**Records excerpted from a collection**
>> Start

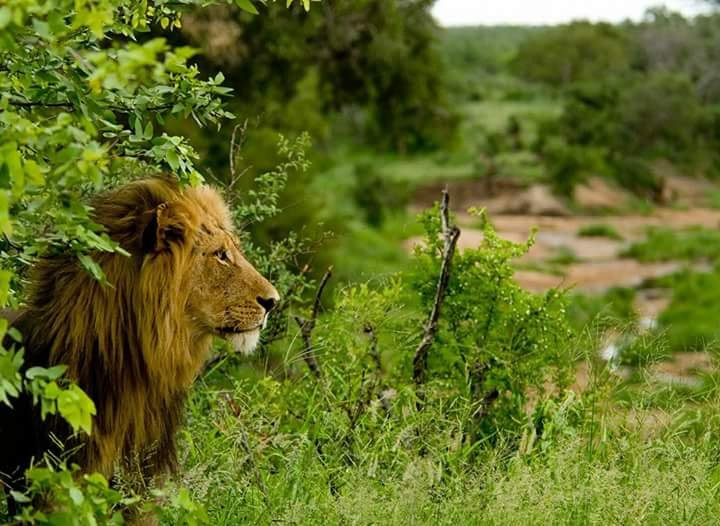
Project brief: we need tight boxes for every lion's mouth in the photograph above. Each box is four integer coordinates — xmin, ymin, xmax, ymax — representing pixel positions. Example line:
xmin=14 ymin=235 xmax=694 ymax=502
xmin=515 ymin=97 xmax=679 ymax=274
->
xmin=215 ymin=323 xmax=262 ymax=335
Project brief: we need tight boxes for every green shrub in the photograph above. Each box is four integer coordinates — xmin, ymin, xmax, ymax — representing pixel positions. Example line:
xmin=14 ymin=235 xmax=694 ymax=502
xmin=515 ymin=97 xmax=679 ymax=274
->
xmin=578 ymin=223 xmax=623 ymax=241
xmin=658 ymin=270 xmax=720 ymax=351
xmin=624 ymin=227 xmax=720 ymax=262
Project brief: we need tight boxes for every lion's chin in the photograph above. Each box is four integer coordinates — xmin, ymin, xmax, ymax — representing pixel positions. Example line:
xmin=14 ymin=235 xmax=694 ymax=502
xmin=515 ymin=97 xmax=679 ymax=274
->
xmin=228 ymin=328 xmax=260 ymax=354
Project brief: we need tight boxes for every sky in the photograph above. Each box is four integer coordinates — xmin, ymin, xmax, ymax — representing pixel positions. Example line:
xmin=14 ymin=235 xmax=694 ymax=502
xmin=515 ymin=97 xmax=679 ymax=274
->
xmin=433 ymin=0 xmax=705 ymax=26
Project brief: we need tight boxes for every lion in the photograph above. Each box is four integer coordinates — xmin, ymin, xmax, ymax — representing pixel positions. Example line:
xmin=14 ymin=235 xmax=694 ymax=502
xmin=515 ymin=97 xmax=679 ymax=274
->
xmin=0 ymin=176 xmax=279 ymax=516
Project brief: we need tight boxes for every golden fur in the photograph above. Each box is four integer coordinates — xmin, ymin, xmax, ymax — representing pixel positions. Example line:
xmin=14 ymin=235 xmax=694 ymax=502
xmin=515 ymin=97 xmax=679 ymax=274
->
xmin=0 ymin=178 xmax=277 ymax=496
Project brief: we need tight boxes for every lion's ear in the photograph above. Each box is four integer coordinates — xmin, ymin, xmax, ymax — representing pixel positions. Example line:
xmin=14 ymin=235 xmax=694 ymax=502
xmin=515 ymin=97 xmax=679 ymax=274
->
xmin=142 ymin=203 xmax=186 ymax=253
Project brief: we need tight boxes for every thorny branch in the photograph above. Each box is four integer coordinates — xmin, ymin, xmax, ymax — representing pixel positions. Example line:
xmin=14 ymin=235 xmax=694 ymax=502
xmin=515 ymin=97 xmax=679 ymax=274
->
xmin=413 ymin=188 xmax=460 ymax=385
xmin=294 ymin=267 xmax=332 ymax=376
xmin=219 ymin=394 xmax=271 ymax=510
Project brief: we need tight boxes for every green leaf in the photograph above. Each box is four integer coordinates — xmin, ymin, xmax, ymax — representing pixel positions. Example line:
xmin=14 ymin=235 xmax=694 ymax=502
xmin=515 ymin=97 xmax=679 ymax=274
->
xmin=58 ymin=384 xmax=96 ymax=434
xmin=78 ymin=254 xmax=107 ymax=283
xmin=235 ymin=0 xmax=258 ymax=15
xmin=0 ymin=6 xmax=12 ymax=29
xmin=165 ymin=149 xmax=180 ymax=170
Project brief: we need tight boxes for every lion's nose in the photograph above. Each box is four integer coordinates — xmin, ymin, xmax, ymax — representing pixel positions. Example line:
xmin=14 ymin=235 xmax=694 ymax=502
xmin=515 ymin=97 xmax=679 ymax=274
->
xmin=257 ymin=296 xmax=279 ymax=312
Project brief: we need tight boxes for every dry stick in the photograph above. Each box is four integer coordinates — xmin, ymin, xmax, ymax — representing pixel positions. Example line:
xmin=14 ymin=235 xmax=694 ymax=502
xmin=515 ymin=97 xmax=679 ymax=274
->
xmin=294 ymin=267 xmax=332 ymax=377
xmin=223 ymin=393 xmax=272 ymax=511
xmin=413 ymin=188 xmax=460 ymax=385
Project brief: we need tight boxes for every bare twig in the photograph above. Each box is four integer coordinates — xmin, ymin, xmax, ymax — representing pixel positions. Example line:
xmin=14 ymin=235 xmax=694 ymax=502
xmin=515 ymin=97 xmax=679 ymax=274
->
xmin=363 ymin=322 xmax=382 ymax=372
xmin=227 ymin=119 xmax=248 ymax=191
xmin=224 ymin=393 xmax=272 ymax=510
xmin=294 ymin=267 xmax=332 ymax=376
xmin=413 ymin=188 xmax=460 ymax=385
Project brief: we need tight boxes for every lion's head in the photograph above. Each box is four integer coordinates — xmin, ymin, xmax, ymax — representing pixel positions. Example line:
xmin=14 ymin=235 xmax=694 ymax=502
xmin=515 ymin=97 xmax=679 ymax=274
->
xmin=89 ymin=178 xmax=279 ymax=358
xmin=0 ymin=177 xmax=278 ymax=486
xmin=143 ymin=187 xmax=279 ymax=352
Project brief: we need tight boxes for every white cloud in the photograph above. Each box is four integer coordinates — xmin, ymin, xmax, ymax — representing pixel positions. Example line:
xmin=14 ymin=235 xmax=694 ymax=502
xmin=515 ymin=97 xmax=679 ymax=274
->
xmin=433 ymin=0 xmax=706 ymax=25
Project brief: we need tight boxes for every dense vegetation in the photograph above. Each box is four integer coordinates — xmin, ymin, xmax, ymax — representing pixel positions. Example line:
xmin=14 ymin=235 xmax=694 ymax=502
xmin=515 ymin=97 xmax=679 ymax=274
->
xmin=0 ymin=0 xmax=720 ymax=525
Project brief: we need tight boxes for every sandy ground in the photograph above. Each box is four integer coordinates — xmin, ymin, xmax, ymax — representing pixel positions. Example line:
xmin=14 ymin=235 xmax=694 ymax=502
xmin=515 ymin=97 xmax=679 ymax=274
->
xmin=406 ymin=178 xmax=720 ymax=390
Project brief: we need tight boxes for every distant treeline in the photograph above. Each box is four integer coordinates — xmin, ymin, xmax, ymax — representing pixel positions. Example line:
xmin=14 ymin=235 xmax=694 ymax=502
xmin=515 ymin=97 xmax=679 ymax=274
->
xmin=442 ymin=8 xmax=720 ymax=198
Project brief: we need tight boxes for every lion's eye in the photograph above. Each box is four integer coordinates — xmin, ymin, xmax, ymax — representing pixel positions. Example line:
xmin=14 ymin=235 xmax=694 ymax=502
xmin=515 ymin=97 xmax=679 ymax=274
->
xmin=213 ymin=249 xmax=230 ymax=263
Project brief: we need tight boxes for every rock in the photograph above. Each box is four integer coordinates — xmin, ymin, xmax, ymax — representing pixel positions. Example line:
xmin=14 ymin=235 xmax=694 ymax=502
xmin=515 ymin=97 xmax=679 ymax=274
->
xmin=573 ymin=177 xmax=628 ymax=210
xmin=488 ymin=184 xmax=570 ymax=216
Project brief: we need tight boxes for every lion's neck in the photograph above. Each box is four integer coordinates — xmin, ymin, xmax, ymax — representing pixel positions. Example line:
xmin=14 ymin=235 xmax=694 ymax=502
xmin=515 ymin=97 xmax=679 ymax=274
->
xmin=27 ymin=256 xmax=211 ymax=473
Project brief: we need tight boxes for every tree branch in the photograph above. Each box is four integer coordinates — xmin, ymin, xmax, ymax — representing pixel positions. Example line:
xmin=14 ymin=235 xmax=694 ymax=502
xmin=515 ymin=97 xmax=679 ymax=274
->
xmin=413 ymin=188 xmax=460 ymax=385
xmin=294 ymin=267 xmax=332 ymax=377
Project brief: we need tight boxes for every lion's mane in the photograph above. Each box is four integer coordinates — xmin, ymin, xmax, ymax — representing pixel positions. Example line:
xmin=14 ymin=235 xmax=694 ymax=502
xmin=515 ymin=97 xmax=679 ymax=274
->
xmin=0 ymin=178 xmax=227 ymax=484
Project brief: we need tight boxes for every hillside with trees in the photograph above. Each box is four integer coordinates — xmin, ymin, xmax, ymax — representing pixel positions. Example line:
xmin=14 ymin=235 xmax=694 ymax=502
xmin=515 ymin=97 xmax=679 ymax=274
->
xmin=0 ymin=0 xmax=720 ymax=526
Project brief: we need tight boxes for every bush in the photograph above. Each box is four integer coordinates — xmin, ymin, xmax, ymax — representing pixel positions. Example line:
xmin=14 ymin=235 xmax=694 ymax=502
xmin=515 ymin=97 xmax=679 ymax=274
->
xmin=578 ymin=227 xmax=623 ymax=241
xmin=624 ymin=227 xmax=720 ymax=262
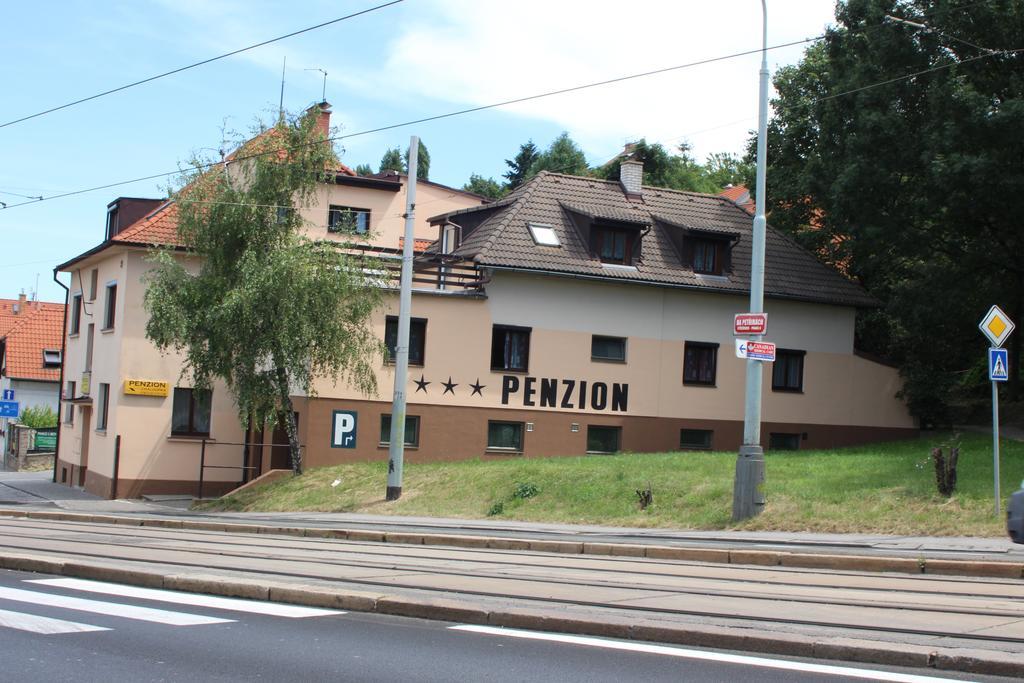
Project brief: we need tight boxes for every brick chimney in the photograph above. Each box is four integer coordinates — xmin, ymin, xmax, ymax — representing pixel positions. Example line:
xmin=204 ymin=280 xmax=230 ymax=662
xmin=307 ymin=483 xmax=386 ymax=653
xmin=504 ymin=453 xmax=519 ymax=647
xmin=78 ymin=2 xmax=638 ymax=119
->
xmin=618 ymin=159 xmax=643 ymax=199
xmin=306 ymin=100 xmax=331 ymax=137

>> End

**OBJECTIVE**
Gather every line of the records that contains the string "lion" and copy each such line in full. Letter case counts when matching.

**ANSWER TO THE TASK**
Project brief: we need tight boxes for every lion's mouth in the photograph above. Each box is four integer coordinates — xmin, ymin, xmax, ymax — representing pixel positions. Example line:
Project brief: we need tight boxes for every lion's chin in the photograph above. Each box is four integer coordinates — xmin, ymin, xmax, ymax — representing pixel positions. Example line:
Project brief: we need tight boxes for every lion in the photograph above. Each box is four integer coordinates — xmin, ymin, xmax, ymax — representing pixel positions. Example line:
Project brief: we need tight boxes for every lion's ear in the photograph above. Each box is four integer coordinates — xmin, ymin, xmax, ymax — representing pixel positions. Example line:
Project brief: we need tight boxes for every lion's nose in the photograph above. Each box is four integer coordinates — xmin, ymin, xmax, ymax — representing pixel positions. Example line:
Project brief: we need tight boxes for every lion's head in the photograph above. Each box is four integer coordinates — xmin, ymin, xmax, ymax — representing pixel positions. Example line:
Project brief: we need tight boxes for every lion's eye in the photograph above. Each box is four integer coordinates — xmin, ymin, xmax, ymax — representing pixel positions. Example line:
Project brief: we need tight boxes for every lion's neck in the photograph above. Each box is four integer coordinates — xmin, ymin, xmax, ymax — representing pixel positions. Example line:
Project brief: we need tight boxes for every lion's mane in the photograph above. Each box is four integer coordinates — xmin, ymin, xmax, ymax — representing pixel positions. Example line:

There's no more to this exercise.